> TO DO: Rewrite the records below with every "Reviewer note" changed to "Annotator note" and everything else unchanged, leaving out the pictures.

> AVAILABLE DATA:
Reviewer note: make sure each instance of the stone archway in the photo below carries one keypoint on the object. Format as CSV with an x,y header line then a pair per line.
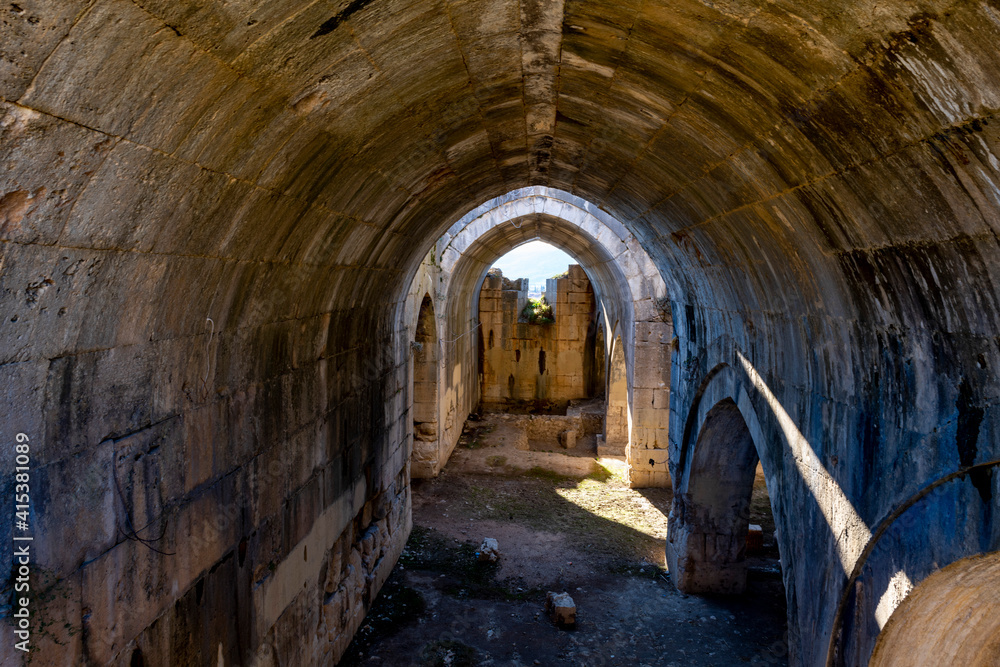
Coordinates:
x,y
706,547
426,431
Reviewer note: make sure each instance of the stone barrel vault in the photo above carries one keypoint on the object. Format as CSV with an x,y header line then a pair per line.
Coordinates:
x,y
212,213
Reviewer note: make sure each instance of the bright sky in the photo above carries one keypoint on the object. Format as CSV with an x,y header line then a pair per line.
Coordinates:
x,y
536,261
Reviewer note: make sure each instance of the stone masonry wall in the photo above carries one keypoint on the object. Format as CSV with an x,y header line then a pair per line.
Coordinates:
x,y
535,362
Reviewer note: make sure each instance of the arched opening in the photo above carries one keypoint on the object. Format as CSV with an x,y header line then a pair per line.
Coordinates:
x,y
950,618
426,434
616,416
708,529
537,323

> OUTPUT OF THE EXERCISE:
Annotator note: make sure each instance of the stone archway in the photo below carries one keypoint on the object. Format as CSV with an x,y header line then a pair per line.
Coordinates:
x,y
706,547
426,431
Annotator note: make sure each instance of the stone barrel vault in the photo above carries one keypoint on the object. Format as CSV with an x,y header line then a pair per line.
Coordinates:
x,y
212,213
Annotator note: make sure each instance of the bright sky in the photo above carries one keypoint on the object. Format as CSV with an x,y header line then a pair per line.
Coordinates:
x,y
536,261
Annotator note: make sure each instance of the stone masonry wall in the photo above carries one keypoint on the object. Format as CSV with an x,y header line then a pair per line.
Coordinates:
x,y
535,362
Annotator note: make sure each instance of the arched opening in the photo above carries one keypoint on the object. Format as CSV with an x,y header line then a pair per line.
Coordinates:
x,y
950,618
426,434
616,416
708,529
537,323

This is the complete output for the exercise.